# START OF TASK DATA
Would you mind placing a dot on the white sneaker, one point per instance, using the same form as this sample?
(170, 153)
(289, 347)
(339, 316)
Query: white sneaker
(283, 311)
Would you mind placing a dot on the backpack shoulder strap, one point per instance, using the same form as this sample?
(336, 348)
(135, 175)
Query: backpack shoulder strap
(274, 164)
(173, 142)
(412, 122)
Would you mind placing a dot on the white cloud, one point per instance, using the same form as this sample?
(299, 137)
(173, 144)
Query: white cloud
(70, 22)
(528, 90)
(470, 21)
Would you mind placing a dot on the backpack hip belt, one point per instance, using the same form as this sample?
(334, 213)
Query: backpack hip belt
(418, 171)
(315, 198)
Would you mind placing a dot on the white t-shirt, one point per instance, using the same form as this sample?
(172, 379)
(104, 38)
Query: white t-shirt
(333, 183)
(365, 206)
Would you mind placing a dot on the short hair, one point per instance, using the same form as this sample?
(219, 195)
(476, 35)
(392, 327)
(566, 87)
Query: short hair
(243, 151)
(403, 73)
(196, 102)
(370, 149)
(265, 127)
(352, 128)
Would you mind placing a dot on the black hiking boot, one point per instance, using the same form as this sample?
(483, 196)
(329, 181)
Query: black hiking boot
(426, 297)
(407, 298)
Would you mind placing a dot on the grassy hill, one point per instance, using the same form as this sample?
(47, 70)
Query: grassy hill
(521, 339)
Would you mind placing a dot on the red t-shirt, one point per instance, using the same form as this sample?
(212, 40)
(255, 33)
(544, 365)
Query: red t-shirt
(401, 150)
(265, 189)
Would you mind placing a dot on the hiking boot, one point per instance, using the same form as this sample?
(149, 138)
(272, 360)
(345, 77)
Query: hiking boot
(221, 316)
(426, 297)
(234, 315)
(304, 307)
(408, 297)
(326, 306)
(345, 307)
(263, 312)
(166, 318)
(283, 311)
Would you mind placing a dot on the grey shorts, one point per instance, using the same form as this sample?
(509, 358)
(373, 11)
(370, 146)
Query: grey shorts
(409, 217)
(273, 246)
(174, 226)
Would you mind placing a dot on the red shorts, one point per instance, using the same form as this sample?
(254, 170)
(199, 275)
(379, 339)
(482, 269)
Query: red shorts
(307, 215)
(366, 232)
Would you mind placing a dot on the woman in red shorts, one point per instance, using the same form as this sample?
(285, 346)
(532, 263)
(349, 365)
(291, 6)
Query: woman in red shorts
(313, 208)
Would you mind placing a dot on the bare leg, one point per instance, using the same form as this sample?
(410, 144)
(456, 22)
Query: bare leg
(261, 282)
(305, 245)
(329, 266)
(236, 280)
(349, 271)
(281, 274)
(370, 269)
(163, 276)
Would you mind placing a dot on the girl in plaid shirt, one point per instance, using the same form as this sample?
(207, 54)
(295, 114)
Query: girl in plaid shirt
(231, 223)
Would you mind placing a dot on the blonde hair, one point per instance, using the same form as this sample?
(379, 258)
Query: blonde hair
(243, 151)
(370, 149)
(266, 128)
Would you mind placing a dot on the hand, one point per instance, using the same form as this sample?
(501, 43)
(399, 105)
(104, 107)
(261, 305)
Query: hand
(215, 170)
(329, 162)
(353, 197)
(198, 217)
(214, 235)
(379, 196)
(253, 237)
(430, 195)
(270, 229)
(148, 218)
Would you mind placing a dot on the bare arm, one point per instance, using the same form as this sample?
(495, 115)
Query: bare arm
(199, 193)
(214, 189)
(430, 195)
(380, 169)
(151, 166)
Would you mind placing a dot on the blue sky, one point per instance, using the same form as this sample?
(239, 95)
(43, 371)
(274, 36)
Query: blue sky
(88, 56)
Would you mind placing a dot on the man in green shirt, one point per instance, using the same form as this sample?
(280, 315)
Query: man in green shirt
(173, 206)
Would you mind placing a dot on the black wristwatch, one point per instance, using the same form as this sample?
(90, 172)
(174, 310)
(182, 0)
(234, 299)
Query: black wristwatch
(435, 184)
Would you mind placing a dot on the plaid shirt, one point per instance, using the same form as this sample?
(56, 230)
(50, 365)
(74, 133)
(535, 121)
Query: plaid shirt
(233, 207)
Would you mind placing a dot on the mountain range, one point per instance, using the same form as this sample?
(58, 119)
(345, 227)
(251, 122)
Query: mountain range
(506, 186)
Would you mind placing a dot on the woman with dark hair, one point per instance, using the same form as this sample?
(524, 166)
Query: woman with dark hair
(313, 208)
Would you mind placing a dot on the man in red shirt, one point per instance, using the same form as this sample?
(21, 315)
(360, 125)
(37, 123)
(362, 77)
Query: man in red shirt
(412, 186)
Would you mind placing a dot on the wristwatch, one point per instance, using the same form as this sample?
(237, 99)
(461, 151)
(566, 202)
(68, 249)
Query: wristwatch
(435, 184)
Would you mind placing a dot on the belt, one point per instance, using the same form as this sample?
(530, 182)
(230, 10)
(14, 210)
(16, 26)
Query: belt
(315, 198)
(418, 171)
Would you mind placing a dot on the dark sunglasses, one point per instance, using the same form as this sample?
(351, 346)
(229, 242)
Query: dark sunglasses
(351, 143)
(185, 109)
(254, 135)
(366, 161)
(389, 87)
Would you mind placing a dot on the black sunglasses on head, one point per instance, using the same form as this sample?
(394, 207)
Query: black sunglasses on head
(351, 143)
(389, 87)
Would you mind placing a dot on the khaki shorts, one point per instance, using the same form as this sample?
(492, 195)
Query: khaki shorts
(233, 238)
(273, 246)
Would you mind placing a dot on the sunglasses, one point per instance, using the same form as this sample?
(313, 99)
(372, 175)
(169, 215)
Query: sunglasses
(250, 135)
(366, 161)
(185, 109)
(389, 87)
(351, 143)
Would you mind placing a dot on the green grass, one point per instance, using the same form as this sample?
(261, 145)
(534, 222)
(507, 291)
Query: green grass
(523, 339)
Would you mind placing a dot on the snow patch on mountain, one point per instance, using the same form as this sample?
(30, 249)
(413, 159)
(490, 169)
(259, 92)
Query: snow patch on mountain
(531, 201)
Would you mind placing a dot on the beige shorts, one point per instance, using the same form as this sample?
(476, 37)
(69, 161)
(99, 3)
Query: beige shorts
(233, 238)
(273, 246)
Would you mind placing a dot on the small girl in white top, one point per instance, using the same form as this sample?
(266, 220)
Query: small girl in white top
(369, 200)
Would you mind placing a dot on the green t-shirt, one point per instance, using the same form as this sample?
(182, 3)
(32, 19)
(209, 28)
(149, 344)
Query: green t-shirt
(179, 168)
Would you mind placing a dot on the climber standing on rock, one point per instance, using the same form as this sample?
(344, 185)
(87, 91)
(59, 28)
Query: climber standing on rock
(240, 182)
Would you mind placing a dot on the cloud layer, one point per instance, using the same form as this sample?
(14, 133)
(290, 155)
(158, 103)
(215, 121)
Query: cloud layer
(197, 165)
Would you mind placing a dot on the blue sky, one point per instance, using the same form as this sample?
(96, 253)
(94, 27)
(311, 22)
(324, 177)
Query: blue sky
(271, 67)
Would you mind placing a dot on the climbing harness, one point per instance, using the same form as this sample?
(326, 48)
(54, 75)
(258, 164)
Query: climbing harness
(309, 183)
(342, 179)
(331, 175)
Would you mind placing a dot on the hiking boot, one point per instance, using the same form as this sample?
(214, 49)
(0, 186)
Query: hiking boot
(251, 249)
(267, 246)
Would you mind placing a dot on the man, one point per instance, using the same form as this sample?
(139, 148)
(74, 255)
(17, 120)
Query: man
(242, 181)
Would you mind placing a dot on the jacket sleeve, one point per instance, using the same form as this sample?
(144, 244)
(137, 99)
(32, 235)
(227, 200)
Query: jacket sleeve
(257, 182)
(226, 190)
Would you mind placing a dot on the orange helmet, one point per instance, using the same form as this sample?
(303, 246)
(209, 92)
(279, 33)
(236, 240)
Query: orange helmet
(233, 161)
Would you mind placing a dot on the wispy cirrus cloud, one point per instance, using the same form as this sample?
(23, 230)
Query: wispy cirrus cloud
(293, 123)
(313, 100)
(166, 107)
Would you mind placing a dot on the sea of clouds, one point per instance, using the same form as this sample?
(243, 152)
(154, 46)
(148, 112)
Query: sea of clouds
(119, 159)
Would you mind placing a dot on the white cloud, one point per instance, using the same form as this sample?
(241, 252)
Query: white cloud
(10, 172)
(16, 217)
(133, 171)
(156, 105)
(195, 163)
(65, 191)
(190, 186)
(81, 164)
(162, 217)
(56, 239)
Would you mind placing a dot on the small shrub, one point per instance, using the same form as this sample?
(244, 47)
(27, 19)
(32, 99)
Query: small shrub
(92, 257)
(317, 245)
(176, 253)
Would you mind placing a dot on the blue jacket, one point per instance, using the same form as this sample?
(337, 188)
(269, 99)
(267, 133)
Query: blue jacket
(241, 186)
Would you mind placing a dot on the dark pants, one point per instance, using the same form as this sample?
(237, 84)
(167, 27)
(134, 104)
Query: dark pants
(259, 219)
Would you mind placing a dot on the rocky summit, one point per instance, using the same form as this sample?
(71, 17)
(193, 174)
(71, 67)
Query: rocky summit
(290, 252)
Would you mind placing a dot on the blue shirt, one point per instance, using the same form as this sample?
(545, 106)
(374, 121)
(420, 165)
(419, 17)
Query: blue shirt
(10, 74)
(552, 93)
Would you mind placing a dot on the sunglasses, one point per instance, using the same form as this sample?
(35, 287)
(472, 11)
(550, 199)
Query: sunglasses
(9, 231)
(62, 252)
# END OF TASK DATA
# START OF TASK DATA
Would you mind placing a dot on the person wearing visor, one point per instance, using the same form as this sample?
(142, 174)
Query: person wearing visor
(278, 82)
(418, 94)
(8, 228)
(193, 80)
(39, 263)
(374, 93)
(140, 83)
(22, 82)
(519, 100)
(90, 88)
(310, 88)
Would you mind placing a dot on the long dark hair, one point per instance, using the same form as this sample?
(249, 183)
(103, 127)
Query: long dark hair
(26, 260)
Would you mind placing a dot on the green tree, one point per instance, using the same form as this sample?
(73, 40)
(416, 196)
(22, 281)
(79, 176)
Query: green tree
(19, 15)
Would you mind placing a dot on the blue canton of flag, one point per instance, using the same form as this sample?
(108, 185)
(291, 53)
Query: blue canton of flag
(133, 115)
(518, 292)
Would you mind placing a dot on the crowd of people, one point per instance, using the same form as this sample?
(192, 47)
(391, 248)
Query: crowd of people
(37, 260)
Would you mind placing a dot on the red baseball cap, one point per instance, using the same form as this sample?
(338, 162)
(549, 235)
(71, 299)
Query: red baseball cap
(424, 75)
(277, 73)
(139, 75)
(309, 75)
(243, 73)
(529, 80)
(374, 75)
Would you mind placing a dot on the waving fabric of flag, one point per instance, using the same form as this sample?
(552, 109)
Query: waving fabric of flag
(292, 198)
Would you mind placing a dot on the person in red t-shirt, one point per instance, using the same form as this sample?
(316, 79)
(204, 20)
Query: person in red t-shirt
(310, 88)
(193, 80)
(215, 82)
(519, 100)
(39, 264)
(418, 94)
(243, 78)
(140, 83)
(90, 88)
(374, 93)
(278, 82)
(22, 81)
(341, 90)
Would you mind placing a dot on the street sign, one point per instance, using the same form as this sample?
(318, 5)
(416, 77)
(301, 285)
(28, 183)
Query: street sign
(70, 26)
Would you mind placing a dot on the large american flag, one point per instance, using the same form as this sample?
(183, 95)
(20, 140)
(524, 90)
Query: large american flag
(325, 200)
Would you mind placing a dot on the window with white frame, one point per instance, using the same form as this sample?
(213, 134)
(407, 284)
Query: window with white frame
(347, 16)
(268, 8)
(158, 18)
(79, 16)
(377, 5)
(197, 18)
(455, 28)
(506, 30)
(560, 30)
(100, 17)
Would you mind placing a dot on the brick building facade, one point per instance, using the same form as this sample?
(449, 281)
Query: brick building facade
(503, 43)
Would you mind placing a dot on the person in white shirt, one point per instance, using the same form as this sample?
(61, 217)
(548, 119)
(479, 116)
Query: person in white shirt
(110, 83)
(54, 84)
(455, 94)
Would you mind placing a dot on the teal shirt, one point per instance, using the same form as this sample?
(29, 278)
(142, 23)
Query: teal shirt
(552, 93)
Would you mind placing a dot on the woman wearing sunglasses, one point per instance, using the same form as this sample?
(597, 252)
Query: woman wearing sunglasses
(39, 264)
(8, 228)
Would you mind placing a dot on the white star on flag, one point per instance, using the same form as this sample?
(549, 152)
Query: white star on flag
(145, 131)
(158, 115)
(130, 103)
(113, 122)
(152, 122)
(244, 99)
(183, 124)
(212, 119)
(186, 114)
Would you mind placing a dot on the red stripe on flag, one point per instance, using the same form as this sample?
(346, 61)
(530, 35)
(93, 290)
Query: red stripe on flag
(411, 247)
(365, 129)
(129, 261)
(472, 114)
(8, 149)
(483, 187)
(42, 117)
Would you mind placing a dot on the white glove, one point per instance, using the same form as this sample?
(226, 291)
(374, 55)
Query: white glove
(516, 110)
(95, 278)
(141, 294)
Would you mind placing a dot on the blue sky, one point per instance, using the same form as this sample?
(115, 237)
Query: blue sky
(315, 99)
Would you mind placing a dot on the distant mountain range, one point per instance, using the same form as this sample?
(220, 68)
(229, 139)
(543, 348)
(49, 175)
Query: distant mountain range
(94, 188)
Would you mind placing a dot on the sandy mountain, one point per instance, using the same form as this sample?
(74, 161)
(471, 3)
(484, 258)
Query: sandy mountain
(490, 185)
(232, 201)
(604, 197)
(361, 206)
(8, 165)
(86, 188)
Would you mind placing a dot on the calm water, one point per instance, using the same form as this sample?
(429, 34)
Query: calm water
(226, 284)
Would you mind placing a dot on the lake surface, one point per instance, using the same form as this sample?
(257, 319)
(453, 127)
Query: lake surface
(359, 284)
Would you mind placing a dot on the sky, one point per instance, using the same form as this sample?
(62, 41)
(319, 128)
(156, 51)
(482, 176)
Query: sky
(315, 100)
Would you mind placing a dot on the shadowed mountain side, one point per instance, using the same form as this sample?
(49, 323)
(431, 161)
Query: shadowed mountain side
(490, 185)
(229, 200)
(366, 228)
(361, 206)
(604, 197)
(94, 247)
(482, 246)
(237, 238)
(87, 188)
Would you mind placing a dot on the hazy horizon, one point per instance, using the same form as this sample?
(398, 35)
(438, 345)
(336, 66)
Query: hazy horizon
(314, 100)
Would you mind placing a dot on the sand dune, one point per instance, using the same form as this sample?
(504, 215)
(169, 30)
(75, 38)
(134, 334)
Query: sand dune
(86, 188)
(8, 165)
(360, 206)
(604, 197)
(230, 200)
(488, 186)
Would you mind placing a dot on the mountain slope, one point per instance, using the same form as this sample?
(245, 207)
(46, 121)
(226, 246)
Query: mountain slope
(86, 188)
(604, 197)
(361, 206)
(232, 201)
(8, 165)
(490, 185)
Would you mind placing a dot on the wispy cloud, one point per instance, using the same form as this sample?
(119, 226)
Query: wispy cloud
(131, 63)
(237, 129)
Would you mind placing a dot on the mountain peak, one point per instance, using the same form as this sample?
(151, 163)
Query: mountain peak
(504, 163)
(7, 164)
# END OF TASK DATA
### WORK REQUIRED
Gather every line of the data above that contains the string "hazy" and copy each one in full. Matching is case-sensitive.

### EXERCISE RESULT
Would you mind placing a dot on the hazy horizon, one point per instance, using the same form as this sample?
Query: hazy horizon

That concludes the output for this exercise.